____ Source

Let’s organize the data a little bit more.

##################################################################################
# Filter to just the us, total sales at an annual rate
new.sales<-filter(df.sales, cat_idx==2 & (dt_idx==1 | et_idx==1) & geo_idx ==1 )
##################################################################################

##################################################################################
# Rearrange the data
new.sales<-new.sales %>% filter(year(date)>1999) %>% 
  select(date,val,et_idx) %>% spread(et_idx,val)
# Rename columns
colnames(new.sales)<-c("date","sales","e.sales")
##################################################################################

# Check it out:
htmlTable::htmlTable(rbind(tail(new.sales %>% 
                                  map_if(is_numeric,round,0) %>% 
                                  data.frame() %>% as.tbl())))

________
____ Information shown

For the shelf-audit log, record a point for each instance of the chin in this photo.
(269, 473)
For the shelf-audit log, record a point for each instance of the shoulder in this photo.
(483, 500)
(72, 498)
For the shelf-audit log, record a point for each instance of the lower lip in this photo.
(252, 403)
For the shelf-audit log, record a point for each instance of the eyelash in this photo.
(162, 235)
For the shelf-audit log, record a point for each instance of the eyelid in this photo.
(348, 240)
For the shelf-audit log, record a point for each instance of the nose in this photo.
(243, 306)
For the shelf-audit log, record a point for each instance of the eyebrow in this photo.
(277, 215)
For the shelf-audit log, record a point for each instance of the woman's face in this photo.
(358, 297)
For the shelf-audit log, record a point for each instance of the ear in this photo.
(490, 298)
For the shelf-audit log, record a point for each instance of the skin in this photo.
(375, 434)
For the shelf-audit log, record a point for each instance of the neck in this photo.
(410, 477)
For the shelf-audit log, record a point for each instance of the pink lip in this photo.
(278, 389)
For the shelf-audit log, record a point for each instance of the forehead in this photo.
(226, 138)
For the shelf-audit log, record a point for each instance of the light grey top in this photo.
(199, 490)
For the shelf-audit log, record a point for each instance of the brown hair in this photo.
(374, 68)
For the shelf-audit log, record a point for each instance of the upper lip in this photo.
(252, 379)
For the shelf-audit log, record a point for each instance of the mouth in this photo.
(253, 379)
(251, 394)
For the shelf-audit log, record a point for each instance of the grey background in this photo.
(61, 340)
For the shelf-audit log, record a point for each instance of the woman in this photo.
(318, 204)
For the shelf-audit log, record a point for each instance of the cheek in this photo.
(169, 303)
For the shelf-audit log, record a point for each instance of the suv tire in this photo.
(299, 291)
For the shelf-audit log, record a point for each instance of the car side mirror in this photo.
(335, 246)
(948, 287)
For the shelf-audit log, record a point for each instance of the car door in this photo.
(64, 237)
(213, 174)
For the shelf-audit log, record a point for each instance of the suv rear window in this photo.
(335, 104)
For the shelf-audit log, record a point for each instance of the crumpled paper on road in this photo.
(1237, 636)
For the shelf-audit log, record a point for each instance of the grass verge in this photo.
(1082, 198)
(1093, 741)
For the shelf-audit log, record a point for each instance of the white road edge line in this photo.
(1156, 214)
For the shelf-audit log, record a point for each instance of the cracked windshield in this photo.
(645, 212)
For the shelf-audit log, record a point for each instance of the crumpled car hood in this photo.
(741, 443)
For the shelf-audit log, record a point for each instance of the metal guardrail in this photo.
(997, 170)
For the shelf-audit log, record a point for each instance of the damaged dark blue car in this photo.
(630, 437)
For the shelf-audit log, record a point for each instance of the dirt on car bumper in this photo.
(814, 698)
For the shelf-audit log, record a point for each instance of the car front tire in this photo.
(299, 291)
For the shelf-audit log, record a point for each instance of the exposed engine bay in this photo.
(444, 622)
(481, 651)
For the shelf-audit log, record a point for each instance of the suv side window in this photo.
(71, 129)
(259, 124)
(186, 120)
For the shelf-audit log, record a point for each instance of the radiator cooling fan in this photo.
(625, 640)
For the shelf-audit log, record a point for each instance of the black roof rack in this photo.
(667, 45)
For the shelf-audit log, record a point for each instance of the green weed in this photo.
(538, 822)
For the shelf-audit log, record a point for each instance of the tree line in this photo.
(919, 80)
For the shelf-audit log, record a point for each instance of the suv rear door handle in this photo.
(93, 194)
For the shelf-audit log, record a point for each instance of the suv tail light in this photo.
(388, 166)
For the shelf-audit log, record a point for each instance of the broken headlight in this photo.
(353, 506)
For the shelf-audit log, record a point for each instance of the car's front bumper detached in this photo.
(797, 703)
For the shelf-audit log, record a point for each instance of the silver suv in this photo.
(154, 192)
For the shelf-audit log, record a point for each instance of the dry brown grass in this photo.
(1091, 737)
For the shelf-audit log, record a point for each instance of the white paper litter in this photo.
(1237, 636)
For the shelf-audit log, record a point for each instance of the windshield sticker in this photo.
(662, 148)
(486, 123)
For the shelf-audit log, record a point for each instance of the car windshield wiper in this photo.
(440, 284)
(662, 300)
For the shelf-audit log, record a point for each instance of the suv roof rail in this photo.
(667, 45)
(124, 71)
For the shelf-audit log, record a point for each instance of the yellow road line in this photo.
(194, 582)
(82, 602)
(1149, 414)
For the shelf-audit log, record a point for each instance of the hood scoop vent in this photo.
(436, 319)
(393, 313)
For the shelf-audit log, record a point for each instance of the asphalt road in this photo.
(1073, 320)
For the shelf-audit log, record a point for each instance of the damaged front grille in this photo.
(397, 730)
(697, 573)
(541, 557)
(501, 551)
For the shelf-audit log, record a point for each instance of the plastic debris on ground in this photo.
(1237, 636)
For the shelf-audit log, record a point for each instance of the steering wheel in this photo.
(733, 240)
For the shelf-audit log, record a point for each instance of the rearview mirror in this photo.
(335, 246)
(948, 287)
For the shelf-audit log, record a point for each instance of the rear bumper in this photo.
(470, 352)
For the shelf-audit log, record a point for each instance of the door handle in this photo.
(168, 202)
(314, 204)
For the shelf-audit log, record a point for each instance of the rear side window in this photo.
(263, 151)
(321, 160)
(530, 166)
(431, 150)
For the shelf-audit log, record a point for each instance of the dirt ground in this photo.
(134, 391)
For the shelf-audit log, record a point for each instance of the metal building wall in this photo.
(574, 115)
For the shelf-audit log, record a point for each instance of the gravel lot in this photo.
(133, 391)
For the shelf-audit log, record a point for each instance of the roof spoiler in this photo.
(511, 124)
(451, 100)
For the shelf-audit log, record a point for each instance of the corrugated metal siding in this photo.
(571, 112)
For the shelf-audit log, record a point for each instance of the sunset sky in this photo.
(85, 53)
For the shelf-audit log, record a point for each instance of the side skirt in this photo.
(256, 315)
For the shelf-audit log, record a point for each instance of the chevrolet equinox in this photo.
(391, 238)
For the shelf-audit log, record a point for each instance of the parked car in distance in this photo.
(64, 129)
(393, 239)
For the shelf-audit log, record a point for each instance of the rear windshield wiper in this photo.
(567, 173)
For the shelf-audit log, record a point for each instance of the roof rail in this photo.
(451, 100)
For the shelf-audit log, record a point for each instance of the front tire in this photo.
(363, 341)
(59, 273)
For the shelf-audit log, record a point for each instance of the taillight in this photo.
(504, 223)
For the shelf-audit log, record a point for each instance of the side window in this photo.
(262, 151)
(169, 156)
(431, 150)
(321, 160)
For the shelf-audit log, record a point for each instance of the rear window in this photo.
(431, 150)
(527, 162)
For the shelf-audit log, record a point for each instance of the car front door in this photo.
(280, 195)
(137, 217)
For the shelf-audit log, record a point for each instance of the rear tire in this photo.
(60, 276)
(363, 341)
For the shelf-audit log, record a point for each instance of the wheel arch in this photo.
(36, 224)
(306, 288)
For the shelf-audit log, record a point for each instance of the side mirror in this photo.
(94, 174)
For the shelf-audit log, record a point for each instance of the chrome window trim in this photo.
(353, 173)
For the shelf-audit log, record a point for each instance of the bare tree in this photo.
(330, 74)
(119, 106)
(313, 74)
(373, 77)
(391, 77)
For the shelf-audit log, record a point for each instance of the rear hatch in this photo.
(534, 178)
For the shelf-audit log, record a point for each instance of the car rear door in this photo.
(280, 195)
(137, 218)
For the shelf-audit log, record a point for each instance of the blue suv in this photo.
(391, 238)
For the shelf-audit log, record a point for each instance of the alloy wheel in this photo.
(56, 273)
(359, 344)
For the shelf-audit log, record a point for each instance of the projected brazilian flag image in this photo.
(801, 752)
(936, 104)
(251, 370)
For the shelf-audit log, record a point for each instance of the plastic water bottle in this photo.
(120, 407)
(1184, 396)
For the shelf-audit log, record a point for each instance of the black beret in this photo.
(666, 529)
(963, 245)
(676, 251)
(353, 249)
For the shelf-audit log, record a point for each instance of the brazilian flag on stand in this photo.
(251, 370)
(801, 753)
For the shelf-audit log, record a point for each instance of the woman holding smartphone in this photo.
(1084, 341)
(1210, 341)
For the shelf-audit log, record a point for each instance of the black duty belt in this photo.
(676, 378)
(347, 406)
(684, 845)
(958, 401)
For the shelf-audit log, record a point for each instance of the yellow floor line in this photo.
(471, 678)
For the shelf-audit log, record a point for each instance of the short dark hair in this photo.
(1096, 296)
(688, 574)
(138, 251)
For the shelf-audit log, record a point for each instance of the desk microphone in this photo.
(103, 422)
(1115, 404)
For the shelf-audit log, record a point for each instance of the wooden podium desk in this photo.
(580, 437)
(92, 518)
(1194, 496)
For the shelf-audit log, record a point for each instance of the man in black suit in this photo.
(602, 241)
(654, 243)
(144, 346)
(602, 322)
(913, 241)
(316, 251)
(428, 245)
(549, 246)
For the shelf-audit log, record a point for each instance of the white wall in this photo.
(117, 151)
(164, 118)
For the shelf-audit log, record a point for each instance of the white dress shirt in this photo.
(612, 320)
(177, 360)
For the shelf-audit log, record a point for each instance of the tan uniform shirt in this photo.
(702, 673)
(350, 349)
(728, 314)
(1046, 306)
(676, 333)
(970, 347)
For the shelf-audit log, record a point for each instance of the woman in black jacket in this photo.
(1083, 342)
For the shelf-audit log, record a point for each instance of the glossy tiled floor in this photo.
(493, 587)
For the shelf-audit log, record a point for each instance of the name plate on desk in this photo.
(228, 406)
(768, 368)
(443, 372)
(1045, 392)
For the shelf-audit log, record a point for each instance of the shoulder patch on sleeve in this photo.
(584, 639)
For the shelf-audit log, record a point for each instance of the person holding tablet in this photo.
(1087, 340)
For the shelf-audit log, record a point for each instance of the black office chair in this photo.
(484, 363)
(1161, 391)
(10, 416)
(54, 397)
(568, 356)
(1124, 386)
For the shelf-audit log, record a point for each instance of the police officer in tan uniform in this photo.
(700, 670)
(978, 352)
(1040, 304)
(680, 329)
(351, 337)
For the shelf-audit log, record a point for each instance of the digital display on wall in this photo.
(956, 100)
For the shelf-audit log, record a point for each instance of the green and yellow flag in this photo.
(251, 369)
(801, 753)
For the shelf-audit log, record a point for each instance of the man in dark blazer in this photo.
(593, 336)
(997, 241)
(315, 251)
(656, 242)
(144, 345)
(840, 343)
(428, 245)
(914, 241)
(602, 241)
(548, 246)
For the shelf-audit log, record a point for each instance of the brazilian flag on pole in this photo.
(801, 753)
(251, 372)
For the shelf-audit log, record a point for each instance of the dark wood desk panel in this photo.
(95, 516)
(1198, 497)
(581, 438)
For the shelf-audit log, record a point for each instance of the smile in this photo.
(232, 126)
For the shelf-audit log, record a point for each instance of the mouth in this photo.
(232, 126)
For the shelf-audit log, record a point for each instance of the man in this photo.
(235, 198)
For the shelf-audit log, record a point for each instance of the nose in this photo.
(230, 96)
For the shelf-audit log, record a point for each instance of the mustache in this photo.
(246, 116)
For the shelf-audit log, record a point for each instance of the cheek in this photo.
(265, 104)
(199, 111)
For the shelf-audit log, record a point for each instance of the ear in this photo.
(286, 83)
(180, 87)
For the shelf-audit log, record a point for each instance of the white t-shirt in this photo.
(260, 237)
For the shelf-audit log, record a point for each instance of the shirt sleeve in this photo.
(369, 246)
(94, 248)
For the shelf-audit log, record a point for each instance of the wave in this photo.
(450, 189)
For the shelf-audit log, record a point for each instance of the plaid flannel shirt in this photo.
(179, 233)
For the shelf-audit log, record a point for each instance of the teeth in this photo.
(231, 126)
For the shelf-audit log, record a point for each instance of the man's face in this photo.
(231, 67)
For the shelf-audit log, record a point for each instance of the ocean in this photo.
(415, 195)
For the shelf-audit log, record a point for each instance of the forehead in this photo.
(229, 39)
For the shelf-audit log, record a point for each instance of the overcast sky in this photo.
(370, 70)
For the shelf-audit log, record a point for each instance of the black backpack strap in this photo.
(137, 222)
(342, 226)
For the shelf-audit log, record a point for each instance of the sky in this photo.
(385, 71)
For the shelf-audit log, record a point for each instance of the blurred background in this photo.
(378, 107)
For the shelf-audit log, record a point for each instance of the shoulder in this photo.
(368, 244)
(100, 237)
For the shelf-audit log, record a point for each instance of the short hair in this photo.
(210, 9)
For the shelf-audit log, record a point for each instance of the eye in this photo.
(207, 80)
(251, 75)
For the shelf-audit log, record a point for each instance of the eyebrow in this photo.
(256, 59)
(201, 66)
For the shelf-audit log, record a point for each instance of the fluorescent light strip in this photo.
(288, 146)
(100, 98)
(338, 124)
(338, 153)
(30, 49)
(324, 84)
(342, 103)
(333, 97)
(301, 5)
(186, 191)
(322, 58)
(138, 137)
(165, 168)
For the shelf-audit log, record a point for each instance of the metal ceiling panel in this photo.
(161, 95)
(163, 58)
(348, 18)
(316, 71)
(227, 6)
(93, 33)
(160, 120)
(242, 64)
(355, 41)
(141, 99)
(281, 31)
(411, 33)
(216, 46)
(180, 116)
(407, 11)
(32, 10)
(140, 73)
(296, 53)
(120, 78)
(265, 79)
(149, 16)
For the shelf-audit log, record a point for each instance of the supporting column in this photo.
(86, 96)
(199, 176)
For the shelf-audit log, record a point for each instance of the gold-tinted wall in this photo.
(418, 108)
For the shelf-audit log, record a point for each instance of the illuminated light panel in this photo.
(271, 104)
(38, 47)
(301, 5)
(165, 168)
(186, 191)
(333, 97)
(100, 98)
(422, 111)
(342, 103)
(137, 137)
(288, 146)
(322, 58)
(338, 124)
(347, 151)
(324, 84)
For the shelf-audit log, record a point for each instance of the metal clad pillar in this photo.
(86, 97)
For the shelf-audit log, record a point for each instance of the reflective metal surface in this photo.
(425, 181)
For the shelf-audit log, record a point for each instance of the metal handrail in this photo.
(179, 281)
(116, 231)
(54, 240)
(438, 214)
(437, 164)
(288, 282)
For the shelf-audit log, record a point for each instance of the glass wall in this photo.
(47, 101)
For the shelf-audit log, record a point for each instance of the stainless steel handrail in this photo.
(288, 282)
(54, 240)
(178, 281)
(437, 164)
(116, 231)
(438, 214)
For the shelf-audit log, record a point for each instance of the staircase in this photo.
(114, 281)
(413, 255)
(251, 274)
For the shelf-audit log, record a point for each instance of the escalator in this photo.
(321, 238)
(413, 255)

________

*Jobs*.
1. Retype the part of the sales code above that opens with the words containing "Let’s organize the" and closes with "geo_idx ==1 )".
2. How would you sum up the sales code above in two sentences?

*Expected responses*.
1.
Let’s organize the data a little bit more.

##################################################################################
# Filter to just the us, total sales at an annual rate
new.sales<-filter(df.sales, cat_idx==2 & (dt_idx==1 | et_idx==1) & geo_idx ==1 )

2. The code filters the sales data to the US and total sales at an annual rate, keeps only dates after 1999, and rearranges it by spreading the values across the et_idx column. It then renames the columns "date", "sales" and "e.sales" and displays the last rows, rounded to whole numbers, as an HTML table.